**TEXT EXTRACT**

It seems there exists some different information among the CS group regarding the 500/1000+ upgrade. I've read many reports of subs losing their locals from the time the w/o is built until when the 1000+ is installed. Also, a large variance in price, and whether it is free or not.

I originally scheduled the 1000+ upgrade on July 6th, which was done through Escalations and AHD TS. The tech did turn off my locals while he built the w/o, and then turned them right back on. I was looking at the EPG during the process, saw them go red, and then saw them come back on.
The install was rescheduled once, and then installed this past Thursday, the 20th.
After the install, the HD locals mapped down, and throughout the process, the locals were always on.

The cost of the 1000+ upgrade is $199.00 which includes a DPP44 switch.
The cost of the 500+ upgrade is $59.00 which includes a DP34 switch.

I had the regular 1000 upgraded (at no cost) in April. The tech told me there would be no charge for the 1000+ upgrade, and I would see a charge and credit on my account. On July 7th, a credit for Antenna Upgrade $-199.00 posted in recent activity, and on July 21st, the day following the install, the charge for Antenna Upgrade $199.00 posted and offset the credit.

I have all the emails from Escalations, which clearly outline the upgrade program as it is stated above.


----------



## mulder5000 (Jul 9, 2006)

kdg454 said:


> Mulder,
> We had two torrential down-pours the other day. That type of rain, that if you're driving, you would have to slow down to 20mph to be able to see. The 1000+ never lost signal. I'm certain the regular 1000 would have. Unlike the 500, the regular 1000 would lose signal when the sky darkened, even before the rain began. Huge improvement, at least here.


If you're talking about the storms on Friday, my 1000 lost its signal the whole time. Its good to know the plus really is a better dish.


----------



## Ken Green (Oct 6, 2005)

mulder5000 said:


> If you're talking about the storms on Friday, my 1000 lost its signal the whole time. Its good to know the plus really is a better dish.


Yes, and the regular 1000 I had until Thursday would have also. We also had 30 minutes of very heavy rain and hail on Saturday....didn't lose signal then either.

**JOB 1**
Return the part of the dish-upgrade thread above starting with "It seems there" and going on through "a DP34 switch.".

**DATA RECORDS**
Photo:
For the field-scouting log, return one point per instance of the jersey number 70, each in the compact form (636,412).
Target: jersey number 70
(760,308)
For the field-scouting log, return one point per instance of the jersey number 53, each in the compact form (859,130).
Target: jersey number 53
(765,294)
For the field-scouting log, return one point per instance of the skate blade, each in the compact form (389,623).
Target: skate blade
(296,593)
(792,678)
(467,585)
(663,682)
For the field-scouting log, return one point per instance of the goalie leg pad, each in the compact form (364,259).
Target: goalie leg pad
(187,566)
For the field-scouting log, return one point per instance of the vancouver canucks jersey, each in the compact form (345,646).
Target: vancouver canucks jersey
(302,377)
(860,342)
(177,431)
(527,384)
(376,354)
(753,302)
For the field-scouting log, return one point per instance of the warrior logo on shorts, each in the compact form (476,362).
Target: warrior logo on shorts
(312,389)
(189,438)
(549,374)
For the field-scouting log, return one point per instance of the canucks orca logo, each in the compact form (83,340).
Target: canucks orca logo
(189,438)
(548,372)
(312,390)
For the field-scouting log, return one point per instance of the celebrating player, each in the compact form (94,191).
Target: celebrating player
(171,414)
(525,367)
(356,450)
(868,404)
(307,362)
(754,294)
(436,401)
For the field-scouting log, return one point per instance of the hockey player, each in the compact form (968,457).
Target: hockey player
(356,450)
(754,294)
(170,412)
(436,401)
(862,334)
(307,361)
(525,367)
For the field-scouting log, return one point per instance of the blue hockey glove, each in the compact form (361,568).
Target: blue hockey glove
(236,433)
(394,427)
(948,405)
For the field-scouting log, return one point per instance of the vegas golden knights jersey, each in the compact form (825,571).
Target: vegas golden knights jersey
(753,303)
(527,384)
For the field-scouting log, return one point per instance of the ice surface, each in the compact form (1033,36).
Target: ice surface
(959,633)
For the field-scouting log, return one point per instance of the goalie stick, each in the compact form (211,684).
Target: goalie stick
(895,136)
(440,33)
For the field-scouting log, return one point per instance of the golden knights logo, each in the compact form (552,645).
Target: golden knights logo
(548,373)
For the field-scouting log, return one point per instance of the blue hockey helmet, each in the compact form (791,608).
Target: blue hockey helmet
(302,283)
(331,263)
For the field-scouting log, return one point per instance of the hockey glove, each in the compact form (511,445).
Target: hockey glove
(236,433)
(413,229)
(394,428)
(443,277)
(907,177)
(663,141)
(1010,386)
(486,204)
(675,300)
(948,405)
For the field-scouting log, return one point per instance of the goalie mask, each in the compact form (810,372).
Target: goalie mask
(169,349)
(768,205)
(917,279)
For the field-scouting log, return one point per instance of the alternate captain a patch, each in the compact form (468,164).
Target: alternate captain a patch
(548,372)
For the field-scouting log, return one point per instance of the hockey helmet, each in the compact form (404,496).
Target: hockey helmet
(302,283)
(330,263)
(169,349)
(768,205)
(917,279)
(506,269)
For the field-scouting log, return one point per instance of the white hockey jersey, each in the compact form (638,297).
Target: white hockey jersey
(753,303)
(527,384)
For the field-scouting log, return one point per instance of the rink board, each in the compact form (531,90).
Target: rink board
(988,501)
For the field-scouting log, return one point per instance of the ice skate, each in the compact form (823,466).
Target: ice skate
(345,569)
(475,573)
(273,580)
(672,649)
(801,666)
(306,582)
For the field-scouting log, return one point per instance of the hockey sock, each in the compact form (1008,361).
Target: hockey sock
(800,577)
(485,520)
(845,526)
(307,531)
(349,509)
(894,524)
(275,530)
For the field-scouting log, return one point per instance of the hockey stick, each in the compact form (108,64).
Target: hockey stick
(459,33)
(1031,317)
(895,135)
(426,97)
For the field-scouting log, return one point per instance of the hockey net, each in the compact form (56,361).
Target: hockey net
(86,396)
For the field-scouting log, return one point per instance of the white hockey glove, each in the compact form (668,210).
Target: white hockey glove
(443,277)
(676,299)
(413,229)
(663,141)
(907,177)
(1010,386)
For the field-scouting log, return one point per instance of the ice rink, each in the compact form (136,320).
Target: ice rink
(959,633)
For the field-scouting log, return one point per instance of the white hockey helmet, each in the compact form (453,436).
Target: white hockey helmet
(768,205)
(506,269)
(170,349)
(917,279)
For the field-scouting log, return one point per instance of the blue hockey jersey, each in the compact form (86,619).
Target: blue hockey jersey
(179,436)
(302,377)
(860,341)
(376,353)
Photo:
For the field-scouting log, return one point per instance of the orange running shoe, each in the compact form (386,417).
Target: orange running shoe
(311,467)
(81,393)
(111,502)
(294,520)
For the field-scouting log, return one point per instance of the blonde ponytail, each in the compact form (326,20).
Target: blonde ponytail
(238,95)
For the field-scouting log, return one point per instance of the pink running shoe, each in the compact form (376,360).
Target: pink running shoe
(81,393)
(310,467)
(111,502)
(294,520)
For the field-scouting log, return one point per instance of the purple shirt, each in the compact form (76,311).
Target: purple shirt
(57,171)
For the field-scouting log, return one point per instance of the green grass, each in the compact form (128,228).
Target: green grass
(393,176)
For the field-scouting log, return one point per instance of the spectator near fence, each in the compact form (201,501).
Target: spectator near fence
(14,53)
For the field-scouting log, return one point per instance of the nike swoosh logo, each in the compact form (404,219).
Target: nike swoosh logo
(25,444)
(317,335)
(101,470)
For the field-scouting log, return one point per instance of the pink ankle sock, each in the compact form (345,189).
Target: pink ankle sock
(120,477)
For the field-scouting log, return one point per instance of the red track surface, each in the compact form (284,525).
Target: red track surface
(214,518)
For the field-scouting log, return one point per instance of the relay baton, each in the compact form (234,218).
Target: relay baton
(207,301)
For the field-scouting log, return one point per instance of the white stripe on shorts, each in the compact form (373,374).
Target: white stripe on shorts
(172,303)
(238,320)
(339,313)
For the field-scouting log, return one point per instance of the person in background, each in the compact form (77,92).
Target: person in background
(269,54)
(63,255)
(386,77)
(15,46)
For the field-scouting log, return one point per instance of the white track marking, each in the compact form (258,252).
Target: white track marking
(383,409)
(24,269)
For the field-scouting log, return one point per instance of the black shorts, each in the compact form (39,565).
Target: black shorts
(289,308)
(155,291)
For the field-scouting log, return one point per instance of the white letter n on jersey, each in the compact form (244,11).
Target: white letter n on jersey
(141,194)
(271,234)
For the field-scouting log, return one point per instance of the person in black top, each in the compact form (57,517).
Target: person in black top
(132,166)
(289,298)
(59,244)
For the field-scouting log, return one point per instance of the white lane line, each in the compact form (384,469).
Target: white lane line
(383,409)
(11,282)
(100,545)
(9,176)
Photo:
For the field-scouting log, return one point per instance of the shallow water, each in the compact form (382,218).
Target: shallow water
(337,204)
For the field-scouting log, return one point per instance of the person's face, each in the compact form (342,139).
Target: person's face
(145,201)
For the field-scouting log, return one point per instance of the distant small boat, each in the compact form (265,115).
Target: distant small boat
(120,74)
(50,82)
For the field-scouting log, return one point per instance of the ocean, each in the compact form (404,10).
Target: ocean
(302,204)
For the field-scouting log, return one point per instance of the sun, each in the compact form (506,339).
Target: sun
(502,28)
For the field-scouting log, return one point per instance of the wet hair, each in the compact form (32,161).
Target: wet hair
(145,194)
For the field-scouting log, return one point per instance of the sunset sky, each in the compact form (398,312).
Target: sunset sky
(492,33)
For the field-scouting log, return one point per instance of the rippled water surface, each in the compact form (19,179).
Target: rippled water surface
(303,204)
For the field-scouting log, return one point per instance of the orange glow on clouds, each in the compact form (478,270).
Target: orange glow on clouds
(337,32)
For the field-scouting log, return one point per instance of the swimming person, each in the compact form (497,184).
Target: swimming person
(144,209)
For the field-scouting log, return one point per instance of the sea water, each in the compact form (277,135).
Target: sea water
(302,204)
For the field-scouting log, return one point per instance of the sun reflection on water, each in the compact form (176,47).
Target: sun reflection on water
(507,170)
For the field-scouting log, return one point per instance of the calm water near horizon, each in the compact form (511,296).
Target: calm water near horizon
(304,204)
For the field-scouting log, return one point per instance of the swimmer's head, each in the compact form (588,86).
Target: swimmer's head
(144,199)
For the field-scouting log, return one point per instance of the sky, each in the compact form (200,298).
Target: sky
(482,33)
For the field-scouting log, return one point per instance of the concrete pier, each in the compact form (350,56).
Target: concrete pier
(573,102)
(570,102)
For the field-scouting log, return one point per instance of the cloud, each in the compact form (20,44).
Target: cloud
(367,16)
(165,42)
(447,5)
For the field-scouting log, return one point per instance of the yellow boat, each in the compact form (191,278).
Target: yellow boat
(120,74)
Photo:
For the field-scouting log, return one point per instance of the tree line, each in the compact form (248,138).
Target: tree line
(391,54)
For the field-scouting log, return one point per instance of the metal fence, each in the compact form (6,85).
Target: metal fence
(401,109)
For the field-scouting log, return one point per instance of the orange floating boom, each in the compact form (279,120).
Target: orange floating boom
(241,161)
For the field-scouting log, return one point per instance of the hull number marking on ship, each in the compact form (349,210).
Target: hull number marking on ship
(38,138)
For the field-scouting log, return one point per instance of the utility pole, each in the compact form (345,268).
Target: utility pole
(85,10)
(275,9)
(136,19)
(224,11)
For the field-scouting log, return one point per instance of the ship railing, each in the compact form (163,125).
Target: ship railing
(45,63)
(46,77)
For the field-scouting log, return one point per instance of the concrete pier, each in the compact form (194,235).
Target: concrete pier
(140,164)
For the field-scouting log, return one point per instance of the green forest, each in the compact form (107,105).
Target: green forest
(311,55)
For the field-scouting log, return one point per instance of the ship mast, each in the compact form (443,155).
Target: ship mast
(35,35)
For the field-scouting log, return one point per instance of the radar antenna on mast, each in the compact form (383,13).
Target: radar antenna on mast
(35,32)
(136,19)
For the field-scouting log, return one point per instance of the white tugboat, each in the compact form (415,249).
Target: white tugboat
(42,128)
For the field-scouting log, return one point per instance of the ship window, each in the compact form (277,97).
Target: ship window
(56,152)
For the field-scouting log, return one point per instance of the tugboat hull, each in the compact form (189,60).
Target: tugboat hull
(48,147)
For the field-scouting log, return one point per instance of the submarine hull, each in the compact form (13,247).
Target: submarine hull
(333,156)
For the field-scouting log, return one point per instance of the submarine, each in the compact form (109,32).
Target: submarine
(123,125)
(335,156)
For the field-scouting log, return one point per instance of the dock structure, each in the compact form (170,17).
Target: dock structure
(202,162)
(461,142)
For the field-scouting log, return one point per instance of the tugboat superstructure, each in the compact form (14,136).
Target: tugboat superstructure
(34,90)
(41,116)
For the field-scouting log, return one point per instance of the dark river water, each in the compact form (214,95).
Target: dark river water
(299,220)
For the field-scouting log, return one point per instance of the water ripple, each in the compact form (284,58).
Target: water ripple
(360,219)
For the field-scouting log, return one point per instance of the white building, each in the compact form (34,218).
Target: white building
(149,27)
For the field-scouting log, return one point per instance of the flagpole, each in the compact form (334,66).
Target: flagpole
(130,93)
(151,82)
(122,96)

**JOB 2**
Count the lines in the listing above that contain the string "running", matching case, and give only that number.

**SOLUTION 1**
It seems there exists some different information among the CS group regarding the 500/1000+ upgrade. I've read many reports of subs losing their locals from the time the w/o is built until when the 1000+ is installed. Also, a large variance in price, and whether it is free or not.

I originally scheduled the 1000+ upgrade on July 6th, which was done through Escalations and AHD TS. The tech did turn off my locals while he built the w/o, and then turned them right back on. I was looking at the EPG during the process, saw them go red, and then saw them come back on.
The install was rescheduled once, and then installed this past Thursday, the 20th.
After the install, the HD locals mapped down, and throughout the process, the locals were always on.

The cost of the 1000+ upgrade is $199.00 which includes a DPP44 switch.
The cost of the 500+ upgrade is $59.00 which includes a DP34 switch.

**SOLUTION 2**
4